WORK TO COMPLETE:
Write out the entries again exactly as they are given.
ENTRIES SUPPLIED section start
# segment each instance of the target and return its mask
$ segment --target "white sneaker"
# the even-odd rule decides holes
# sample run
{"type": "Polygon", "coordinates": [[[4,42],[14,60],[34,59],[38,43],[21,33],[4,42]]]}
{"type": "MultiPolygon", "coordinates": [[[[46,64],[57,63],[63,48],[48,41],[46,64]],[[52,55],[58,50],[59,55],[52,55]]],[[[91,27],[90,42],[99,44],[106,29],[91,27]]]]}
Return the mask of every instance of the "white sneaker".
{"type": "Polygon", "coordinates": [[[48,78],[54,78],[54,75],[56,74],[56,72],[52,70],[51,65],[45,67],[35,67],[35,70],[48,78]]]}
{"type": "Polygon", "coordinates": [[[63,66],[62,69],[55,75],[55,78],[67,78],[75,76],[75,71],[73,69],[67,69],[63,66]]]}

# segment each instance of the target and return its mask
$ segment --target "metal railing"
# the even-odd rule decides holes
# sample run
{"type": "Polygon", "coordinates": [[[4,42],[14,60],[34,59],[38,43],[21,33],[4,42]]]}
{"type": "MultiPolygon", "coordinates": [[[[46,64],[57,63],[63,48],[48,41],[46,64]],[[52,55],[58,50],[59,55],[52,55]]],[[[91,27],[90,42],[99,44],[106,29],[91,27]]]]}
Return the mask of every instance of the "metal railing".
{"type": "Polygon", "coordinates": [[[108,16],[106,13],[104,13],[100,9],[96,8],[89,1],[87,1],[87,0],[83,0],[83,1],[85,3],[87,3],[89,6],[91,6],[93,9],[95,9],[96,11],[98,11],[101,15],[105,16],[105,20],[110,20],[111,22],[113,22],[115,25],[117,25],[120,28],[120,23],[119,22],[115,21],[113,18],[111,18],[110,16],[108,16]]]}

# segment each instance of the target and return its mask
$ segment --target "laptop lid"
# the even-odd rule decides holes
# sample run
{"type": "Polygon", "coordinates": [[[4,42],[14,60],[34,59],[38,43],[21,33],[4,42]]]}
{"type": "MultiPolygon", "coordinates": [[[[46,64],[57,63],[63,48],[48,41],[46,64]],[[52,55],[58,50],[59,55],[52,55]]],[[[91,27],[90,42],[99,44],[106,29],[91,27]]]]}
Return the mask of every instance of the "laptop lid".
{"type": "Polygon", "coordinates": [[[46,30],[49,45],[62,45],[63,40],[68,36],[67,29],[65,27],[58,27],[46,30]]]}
ENTRIES SUPPLIED section end
TASK SOLUTION:
# segment each instance of the target and return its mask
$ segment --target "white sneaker"
# the even-odd rule decides holes
# sample run
{"type": "Polygon", "coordinates": [[[4,42],[14,60],[34,59],[38,43],[21,33],[4,42]]]}
{"type": "MultiPolygon", "coordinates": [[[[46,64],[57,63],[63,48],[48,41],[46,64]],[[52,55],[58,50],[59,55],[52,55]]],[[[91,27],[90,42],[99,44],[106,29],[91,27]]]]}
Return the mask of every instance of the "white sneaker".
{"type": "Polygon", "coordinates": [[[48,78],[54,78],[54,75],[56,74],[56,72],[52,70],[51,65],[45,67],[35,67],[35,70],[48,78]]]}
{"type": "Polygon", "coordinates": [[[63,66],[62,69],[55,75],[55,78],[67,78],[75,76],[75,71],[73,69],[67,69],[63,66]]]}

# segment each instance of the target and return its mask
$ segment --target "metal railing"
# the even-odd rule decides holes
# sample run
{"type": "Polygon", "coordinates": [[[4,42],[14,60],[34,59],[38,43],[21,33],[4,42]]]}
{"type": "MultiPolygon", "coordinates": [[[[46,64],[57,63],[63,48],[48,41],[46,64]],[[52,55],[58,50],[59,55],[52,55]]],[[[91,27],[90,42],[99,44],[106,29],[91,27]]]]}
Return the mask of every instance of the "metal railing".
{"type": "Polygon", "coordinates": [[[108,16],[106,13],[104,13],[100,9],[96,8],[89,1],[87,1],[87,0],[83,0],[83,1],[85,3],[87,3],[89,6],[91,6],[93,9],[95,9],[96,11],[98,11],[101,15],[105,16],[105,20],[110,20],[111,22],[113,22],[115,25],[117,25],[120,28],[120,23],[119,22],[115,21],[113,18],[111,18],[110,16],[108,16]]]}

# segment each instance of the target and return its mask
$ segment --target "laptop lid"
# the even-odd rule decides holes
# sample run
{"type": "Polygon", "coordinates": [[[4,42],[14,60],[34,59],[38,43],[21,33],[4,42]]]}
{"type": "MultiPolygon", "coordinates": [[[[46,64],[57,63],[63,48],[48,41],[46,64]],[[52,55],[58,50],[59,55],[52,55]]],[[[91,27],[90,42],[99,44],[106,29],[91,27]]]]}
Return the mask of every instance of the "laptop lid".
{"type": "Polygon", "coordinates": [[[46,30],[49,45],[62,45],[63,40],[68,36],[67,29],[65,27],[58,27],[46,30]]]}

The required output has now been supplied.